::: Data for this exercise

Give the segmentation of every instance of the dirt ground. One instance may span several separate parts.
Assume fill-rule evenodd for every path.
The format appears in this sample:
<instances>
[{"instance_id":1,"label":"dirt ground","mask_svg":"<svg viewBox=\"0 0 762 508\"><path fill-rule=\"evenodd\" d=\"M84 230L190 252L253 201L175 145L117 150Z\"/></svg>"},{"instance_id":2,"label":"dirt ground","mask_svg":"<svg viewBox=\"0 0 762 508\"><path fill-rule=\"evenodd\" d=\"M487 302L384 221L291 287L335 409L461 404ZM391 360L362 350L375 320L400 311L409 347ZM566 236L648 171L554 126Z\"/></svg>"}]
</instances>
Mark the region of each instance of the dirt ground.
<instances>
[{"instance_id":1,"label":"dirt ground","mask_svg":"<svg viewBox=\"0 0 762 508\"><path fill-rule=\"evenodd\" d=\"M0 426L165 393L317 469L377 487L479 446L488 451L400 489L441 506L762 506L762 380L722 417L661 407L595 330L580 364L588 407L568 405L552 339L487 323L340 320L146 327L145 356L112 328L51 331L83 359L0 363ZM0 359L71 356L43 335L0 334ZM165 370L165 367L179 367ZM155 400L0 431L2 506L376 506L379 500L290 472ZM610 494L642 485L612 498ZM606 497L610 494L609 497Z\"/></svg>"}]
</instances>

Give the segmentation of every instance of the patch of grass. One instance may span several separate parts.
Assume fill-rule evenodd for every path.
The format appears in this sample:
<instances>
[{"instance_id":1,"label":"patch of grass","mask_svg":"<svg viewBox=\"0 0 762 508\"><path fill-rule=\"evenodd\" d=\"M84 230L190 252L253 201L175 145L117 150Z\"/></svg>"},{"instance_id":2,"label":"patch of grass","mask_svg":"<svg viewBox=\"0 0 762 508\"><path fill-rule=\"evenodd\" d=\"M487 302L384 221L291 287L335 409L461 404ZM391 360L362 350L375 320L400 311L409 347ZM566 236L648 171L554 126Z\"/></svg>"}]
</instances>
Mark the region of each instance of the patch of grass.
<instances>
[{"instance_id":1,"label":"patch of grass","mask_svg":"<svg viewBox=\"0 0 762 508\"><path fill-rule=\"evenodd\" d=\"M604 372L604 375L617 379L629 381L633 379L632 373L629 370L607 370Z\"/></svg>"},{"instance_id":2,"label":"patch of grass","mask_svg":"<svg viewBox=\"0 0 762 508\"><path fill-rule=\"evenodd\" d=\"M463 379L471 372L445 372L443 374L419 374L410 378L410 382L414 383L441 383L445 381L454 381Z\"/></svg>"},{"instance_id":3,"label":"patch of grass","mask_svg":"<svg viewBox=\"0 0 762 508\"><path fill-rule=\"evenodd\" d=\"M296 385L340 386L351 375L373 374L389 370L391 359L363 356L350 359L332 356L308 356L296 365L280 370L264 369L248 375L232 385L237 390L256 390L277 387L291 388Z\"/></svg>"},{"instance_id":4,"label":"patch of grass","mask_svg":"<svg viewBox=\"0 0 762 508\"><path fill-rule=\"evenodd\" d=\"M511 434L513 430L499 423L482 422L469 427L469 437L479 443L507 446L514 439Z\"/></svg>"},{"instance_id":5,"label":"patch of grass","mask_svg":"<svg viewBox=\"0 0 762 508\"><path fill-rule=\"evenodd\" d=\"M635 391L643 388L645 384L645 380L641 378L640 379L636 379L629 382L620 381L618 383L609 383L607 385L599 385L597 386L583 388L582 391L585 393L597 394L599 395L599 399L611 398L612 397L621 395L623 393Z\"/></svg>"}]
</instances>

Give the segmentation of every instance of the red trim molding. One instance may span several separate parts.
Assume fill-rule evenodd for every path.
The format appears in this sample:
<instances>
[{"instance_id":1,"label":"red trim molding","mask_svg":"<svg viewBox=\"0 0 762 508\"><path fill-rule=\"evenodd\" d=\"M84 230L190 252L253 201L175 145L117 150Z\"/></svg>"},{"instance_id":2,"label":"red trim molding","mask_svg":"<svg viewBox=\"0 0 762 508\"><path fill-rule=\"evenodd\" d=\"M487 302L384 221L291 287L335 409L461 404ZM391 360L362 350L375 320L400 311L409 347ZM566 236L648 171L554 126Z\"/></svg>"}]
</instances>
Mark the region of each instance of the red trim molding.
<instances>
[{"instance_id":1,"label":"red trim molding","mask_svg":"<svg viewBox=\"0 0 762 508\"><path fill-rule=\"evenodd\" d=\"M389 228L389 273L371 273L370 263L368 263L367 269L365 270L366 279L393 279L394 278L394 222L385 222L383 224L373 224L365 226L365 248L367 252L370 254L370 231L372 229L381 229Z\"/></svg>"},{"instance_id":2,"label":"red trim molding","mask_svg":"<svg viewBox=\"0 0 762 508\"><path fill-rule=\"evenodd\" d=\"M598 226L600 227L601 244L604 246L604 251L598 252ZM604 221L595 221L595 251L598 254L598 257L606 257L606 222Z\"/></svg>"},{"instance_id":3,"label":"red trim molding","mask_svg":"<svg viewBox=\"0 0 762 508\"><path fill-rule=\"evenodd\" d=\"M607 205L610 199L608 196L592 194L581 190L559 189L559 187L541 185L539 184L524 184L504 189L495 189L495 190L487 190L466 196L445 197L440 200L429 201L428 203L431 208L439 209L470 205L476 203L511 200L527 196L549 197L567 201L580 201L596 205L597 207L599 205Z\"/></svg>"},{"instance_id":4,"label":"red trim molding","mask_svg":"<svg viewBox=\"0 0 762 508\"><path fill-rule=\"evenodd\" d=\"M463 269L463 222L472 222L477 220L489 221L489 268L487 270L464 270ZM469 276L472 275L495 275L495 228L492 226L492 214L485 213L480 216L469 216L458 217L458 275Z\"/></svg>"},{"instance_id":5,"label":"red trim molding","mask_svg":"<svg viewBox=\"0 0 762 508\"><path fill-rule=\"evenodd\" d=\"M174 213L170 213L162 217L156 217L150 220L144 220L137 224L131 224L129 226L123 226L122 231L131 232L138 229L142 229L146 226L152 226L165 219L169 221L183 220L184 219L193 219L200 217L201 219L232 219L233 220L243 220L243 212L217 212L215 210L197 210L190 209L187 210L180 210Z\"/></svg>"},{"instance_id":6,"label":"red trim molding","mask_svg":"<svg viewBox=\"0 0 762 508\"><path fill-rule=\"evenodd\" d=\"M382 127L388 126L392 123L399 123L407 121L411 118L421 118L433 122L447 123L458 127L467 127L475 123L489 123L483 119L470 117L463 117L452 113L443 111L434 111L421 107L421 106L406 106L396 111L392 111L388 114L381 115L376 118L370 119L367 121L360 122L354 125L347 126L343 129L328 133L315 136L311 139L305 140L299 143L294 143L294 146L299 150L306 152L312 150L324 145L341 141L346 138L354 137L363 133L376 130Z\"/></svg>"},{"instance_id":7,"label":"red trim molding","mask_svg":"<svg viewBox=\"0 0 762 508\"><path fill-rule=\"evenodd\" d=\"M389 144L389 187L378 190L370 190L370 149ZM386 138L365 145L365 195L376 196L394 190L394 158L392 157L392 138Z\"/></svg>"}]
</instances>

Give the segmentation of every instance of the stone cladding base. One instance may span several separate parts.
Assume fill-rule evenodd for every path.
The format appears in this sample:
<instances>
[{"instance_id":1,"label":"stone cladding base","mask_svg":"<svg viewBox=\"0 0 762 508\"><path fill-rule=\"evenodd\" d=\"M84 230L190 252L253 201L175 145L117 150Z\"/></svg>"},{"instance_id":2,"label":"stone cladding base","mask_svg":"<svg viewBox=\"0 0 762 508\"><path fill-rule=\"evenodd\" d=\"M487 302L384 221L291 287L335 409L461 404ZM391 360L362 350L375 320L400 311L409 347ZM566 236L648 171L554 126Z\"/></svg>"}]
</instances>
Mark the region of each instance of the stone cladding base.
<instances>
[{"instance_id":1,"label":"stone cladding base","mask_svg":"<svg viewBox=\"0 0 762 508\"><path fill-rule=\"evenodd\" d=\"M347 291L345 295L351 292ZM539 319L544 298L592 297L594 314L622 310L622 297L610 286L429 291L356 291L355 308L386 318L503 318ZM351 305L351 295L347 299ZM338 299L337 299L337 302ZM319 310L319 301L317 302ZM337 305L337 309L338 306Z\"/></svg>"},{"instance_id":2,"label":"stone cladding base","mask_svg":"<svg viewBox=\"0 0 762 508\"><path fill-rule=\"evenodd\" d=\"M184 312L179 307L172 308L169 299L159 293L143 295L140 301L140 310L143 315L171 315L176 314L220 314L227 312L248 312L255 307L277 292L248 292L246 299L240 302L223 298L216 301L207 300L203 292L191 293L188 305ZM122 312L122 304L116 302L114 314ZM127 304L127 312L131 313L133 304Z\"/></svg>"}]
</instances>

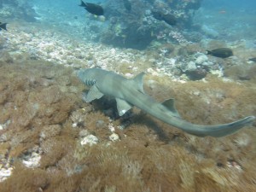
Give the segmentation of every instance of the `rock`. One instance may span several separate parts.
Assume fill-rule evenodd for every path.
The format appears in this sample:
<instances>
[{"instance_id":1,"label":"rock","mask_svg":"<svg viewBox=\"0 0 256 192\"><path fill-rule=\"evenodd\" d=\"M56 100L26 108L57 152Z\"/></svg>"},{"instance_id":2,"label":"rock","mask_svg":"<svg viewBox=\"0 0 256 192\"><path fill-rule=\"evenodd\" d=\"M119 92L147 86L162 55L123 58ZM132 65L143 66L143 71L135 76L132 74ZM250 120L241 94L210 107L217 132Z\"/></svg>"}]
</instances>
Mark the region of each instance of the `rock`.
<instances>
[{"instance_id":1,"label":"rock","mask_svg":"<svg viewBox=\"0 0 256 192\"><path fill-rule=\"evenodd\" d=\"M115 142L115 141L118 141L119 140L119 137L118 134L116 133L112 133L111 136L109 136L109 140L112 141L112 142Z\"/></svg>"},{"instance_id":2,"label":"rock","mask_svg":"<svg viewBox=\"0 0 256 192\"><path fill-rule=\"evenodd\" d=\"M99 142L99 139L94 136L94 135L89 135L86 136L81 141L81 145L87 145L92 146L94 144L96 144Z\"/></svg>"}]
</instances>

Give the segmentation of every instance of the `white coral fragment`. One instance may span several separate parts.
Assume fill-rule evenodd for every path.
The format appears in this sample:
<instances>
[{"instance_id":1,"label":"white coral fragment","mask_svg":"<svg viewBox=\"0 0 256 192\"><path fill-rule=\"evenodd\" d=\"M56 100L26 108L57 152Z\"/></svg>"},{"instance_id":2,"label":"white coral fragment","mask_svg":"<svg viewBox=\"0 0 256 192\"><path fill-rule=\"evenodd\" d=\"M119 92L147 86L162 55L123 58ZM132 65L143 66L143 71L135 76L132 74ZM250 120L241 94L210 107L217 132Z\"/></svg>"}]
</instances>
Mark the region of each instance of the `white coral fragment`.
<instances>
[{"instance_id":1,"label":"white coral fragment","mask_svg":"<svg viewBox=\"0 0 256 192\"><path fill-rule=\"evenodd\" d=\"M89 135L86 136L81 141L81 145L87 145L92 146L94 144L96 144L99 142L99 139L94 136L94 135Z\"/></svg>"}]
</instances>

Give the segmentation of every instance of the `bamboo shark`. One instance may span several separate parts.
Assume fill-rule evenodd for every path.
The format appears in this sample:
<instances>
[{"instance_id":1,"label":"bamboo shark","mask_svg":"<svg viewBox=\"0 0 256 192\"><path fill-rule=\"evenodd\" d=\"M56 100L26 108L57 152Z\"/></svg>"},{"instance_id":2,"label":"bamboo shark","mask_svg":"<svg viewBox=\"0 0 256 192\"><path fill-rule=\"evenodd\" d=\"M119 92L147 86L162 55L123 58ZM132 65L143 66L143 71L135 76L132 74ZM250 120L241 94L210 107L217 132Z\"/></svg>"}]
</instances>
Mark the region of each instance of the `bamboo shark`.
<instances>
[{"instance_id":1,"label":"bamboo shark","mask_svg":"<svg viewBox=\"0 0 256 192\"><path fill-rule=\"evenodd\" d=\"M154 101L144 93L143 80L144 73L132 79L100 68L80 69L77 75L90 90L83 96L86 102L101 98L103 95L113 96L117 102L119 115L136 106L166 124L177 127L197 137L224 137L230 135L243 126L251 124L255 117L248 116L229 124L201 125L183 120L174 106L174 100L168 99L162 103Z\"/></svg>"}]
</instances>

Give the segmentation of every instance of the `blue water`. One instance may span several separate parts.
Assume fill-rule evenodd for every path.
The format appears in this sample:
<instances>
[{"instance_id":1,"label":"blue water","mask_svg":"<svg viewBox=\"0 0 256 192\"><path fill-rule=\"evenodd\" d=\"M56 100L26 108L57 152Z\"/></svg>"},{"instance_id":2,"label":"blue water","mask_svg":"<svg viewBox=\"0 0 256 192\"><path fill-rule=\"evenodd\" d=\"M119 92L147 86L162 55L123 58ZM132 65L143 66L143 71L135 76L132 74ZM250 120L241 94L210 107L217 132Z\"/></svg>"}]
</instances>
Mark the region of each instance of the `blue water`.
<instances>
[{"instance_id":1,"label":"blue water","mask_svg":"<svg viewBox=\"0 0 256 192\"><path fill-rule=\"evenodd\" d=\"M95 17L79 6L79 0L31 0L27 2L27 6L32 7L37 13L35 16L37 22L44 24L43 26L55 27L71 37L84 41L107 44L113 43L115 46L127 48L137 48L133 47L137 43L142 44L142 48L147 48L151 40L155 39L160 33L163 32L162 31L166 32L175 31L181 33L195 32L201 38L230 42L256 38L254 32L256 1L254 0L202 0L199 9L194 9L192 7L191 11L184 9L185 16L177 18L177 26L168 26L164 21L155 20L150 11L157 10L165 14L177 12L177 16L183 14L181 5L192 1L177 1L179 3L177 7L168 3L172 1L164 0L130 0L130 2L131 11L128 12L124 9L123 1L120 0L90 0L90 3L103 7L106 16L104 20ZM189 18L189 22L185 20L186 17ZM7 18L7 20L10 23L12 19ZM4 22L4 18L2 19L2 22ZM150 34L154 34L154 37L151 37ZM186 33L186 35L189 41L195 40L195 38L190 38L189 34ZM109 37L106 38L106 36ZM108 38L113 40L109 42ZM148 38L150 39L147 42Z\"/></svg>"}]
</instances>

::::::

Instructions to follow | Gather every line of the entries above that contains the string "coral", and copy each of those lines in full.

Exercise solution |
Give the segmentation of every instance of the `white coral fragment`. One instance may span several separate parts.
[{"instance_id":1,"label":"white coral fragment","mask_svg":"<svg viewBox=\"0 0 256 192\"><path fill-rule=\"evenodd\" d=\"M56 100L26 108L57 152Z\"/></svg>"},{"instance_id":2,"label":"white coral fragment","mask_svg":"<svg viewBox=\"0 0 256 192\"><path fill-rule=\"evenodd\" d=\"M119 92L147 86L162 55L123 58ZM132 65L143 66L143 71L135 76L132 74ZM250 120L241 94L210 107L217 132Z\"/></svg>"}]
Mark the region of each instance of the `white coral fragment`.
[{"instance_id":1,"label":"white coral fragment","mask_svg":"<svg viewBox=\"0 0 256 192\"><path fill-rule=\"evenodd\" d=\"M89 135L86 136L81 141L81 145L87 145L92 146L94 144L96 144L99 142L99 139L94 136L94 135Z\"/></svg>"}]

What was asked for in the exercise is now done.